### THE RECORDS ###

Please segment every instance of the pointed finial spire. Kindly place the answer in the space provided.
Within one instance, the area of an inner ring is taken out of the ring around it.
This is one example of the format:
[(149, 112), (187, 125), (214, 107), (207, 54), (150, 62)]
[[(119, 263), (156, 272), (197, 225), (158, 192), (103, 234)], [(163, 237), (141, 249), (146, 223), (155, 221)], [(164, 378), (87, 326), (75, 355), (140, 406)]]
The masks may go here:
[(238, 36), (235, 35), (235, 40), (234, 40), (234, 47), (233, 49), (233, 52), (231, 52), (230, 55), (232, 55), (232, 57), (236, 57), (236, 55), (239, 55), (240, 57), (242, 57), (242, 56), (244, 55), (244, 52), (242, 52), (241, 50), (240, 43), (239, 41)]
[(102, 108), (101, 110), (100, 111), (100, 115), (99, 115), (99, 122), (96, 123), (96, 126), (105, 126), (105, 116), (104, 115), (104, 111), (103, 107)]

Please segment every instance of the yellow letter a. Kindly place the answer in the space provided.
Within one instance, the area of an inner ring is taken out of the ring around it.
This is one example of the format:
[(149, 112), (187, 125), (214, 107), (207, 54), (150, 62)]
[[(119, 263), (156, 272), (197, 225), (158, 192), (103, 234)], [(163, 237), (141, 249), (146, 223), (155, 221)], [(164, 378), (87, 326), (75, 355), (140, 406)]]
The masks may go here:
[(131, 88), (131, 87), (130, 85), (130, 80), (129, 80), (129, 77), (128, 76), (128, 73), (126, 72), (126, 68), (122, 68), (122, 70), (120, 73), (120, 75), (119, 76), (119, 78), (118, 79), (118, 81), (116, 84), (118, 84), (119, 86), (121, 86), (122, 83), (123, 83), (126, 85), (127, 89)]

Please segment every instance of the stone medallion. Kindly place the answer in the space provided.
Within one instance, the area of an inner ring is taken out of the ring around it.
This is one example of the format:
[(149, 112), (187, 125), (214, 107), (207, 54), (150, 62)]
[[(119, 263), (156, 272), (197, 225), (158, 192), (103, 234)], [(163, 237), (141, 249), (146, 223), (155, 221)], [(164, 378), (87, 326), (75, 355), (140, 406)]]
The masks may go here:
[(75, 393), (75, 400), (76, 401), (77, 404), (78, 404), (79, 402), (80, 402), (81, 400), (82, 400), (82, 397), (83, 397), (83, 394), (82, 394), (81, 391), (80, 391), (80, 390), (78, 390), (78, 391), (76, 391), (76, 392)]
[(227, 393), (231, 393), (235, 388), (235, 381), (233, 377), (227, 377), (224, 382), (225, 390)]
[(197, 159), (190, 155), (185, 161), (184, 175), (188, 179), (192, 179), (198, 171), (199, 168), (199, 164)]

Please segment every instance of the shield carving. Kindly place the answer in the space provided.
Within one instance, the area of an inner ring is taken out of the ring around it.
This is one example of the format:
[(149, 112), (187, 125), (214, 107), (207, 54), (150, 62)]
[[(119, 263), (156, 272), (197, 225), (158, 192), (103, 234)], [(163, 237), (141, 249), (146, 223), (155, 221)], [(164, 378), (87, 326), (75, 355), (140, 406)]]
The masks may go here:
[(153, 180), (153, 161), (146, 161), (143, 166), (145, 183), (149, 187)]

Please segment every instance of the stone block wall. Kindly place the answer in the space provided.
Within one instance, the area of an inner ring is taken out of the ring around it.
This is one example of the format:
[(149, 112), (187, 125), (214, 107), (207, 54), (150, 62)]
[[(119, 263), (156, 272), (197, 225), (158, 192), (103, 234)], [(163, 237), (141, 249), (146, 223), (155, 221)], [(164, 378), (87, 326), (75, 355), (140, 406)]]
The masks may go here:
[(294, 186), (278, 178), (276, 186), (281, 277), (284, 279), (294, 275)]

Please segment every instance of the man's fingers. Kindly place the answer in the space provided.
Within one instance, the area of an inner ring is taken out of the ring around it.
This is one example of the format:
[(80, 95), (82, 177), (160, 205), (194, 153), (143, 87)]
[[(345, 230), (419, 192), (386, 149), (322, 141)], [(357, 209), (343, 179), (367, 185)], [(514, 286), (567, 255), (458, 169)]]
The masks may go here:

###

* [THE EXERCISE]: Present every line from the beginning of the material through the line containing "111), (103, 107)]" as a JSON list of strings, one string per line, with blank lines omitted.

* [REPLY TO THE EXERCISE]:
[
  "Please segment every instance of the pointed finial spire. Kindly place the answer in the space provided.",
  "Within one instance, the area of an inner ring is taken out of the ring around it.",
  "This is one example of the format:",
  "[(149, 112), (187, 125), (214, 107), (207, 54), (150, 62)]",
  "[[(119, 263), (156, 272), (197, 225), (158, 192), (103, 234)], [(163, 237), (141, 249), (146, 223), (155, 221)], [(164, 378), (87, 326), (75, 355), (140, 406)]]",
  "The masks may go here:",
  "[(238, 36), (235, 35), (235, 40), (234, 40), (234, 47), (233, 49), (233, 52), (231, 52), (230, 55), (232, 55), (232, 57), (236, 57), (236, 55), (239, 55), (240, 57), (242, 57), (242, 56), (244, 55), (244, 52), (242, 52), (241, 50), (240, 43), (239, 41)]",
  "[(102, 108), (101, 110), (100, 111), (100, 115), (99, 115), (99, 122), (96, 123), (96, 126), (105, 126), (105, 116), (104, 115), (104, 111), (103, 107)]"
]